**Exercise directions:**
Nothing outside the range below should be printed. Output exactly the lines from the line with "box: [520, 94, 642, 273]" to the line with "box: [151, 102, 157, 110]", both included.

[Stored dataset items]
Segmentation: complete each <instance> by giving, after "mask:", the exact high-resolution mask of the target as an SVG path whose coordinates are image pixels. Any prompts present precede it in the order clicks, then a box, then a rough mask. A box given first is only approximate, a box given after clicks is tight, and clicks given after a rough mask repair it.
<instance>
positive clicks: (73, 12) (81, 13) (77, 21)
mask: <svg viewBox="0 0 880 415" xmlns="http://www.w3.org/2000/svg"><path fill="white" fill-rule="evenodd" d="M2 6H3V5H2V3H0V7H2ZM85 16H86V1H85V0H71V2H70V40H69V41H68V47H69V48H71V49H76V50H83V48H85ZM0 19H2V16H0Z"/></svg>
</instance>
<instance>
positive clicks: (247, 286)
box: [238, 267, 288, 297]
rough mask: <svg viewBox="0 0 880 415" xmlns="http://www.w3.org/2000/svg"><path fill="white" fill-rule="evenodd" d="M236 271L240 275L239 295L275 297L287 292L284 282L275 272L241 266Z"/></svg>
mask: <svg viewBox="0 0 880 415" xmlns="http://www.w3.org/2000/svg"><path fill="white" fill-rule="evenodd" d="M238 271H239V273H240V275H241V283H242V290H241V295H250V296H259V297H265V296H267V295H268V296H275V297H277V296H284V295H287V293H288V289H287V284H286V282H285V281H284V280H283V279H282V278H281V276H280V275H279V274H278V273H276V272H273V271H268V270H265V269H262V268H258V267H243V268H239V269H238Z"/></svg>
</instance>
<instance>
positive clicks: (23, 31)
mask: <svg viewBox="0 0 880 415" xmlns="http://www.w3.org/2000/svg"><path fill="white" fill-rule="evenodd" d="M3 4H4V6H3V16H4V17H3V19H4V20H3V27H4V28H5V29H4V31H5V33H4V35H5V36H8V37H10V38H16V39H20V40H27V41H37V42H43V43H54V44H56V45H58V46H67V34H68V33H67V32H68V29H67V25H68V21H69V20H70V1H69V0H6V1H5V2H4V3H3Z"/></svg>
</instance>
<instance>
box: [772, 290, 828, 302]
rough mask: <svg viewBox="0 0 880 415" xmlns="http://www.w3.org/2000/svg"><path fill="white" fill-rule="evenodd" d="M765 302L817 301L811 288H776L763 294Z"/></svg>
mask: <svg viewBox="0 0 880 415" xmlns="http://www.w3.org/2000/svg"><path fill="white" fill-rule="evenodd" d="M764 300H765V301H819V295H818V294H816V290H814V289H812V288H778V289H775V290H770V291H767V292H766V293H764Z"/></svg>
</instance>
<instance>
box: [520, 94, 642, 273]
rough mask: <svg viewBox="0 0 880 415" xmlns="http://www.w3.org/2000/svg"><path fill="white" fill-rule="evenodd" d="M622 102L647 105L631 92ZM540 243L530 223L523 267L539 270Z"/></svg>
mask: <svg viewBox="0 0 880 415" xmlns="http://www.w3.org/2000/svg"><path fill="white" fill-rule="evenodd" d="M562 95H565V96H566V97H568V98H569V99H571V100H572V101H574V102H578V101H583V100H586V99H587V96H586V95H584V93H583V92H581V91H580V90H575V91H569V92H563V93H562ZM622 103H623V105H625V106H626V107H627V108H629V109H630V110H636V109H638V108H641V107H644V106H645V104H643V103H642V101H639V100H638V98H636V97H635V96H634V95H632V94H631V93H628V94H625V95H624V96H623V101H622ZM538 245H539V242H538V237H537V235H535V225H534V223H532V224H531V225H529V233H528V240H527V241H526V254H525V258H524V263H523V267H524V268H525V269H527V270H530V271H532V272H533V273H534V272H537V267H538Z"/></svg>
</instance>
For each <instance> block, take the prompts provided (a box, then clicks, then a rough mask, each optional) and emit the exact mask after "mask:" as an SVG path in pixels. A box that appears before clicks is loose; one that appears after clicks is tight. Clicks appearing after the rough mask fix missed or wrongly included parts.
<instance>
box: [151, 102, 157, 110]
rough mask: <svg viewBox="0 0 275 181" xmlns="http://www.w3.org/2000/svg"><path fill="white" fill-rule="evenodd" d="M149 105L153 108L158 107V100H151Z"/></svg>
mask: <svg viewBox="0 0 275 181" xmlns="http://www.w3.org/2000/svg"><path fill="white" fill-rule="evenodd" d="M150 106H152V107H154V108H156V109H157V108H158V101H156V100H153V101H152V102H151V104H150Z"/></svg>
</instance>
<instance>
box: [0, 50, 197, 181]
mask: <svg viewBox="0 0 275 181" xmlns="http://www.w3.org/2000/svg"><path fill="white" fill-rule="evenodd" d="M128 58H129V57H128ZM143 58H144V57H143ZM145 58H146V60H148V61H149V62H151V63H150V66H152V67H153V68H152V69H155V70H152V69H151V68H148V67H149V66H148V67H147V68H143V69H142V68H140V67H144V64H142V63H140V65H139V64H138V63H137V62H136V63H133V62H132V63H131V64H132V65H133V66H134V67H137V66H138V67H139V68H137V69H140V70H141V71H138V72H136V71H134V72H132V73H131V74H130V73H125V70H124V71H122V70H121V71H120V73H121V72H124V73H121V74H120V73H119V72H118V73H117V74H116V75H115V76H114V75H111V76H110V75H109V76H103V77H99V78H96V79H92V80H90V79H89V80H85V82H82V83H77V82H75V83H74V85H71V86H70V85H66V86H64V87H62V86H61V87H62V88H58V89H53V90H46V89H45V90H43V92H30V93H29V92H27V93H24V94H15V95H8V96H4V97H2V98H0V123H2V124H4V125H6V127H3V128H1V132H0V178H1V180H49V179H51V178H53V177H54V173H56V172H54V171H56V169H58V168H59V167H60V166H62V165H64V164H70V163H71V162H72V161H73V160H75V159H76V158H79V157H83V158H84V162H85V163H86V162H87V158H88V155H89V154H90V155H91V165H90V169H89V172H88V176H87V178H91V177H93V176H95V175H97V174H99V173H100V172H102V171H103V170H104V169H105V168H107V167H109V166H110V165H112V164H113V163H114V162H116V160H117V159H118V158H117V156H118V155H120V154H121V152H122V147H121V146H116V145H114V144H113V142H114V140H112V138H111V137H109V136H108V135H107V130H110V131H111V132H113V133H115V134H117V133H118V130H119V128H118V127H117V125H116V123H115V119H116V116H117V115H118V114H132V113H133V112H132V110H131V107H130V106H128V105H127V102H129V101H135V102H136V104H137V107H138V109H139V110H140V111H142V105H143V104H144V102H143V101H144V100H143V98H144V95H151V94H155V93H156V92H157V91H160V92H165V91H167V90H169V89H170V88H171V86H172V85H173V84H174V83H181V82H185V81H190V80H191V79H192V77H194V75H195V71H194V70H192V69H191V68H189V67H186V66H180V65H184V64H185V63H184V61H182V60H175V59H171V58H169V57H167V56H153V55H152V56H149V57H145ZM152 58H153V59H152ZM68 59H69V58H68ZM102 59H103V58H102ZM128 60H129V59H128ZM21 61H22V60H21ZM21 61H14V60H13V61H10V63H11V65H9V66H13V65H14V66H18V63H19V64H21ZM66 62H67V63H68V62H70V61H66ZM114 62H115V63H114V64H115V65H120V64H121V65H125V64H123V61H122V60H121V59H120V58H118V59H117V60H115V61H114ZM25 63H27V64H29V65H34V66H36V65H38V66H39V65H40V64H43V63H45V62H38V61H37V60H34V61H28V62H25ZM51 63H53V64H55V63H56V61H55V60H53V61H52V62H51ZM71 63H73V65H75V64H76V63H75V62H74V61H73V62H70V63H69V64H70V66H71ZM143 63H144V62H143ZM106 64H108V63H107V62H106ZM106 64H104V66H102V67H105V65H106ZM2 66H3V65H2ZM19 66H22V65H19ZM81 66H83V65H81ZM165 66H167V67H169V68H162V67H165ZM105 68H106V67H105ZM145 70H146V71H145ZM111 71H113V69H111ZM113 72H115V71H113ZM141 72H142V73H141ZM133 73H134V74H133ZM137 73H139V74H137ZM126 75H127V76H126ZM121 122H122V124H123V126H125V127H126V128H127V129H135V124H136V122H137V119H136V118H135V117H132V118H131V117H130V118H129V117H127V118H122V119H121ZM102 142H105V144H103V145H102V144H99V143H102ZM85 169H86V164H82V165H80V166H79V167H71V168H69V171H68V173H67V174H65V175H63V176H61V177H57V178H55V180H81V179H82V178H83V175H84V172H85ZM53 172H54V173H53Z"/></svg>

**Response below:**
box: [520, 94, 642, 273]
rough mask: <svg viewBox="0 0 880 415" xmlns="http://www.w3.org/2000/svg"><path fill="white" fill-rule="evenodd" d="M622 102L647 105L631 92ZM540 243L530 223L523 267L539 270Z"/></svg>
mask: <svg viewBox="0 0 880 415" xmlns="http://www.w3.org/2000/svg"><path fill="white" fill-rule="evenodd" d="M562 95H565V96H566V97H568V98H569V99H571V100H572V101H574V102H578V101H583V100H586V99H587V96H586V95H584V93H583V92H581V91H580V90H575V91H569V92H563V93H562ZM622 103H623V105H625V106H626V107H627V108H629V109H630V110H636V109H638V108H641V107H644V106H645V104H643V103H642V101H639V100H638V98H636V97H635V96H634V95H632V94H631V93H628V94H625V95H624V96H623V101H622ZM538 245H539V242H538V237H537V235H535V225H534V223H532V224H531V225H529V233H528V240H527V241H526V254H525V258H524V263H523V267H524V268H525V269H527V270H530V271H532V272H533V273H534V272H537V267H538Z"/></svg>
</instance>
For each <instance> block, take the prompts provided (a box, then clicks, then a rough mask, each optional) and emit the exact mask after "mask:" as an SVG path in pixels. A box that appears before clicks is loose; one that appears after clicks is tight. Clicks appearing after the rough mask fix missed or wrongly included parts.
<instance>
box: [151, 102, 157, 110]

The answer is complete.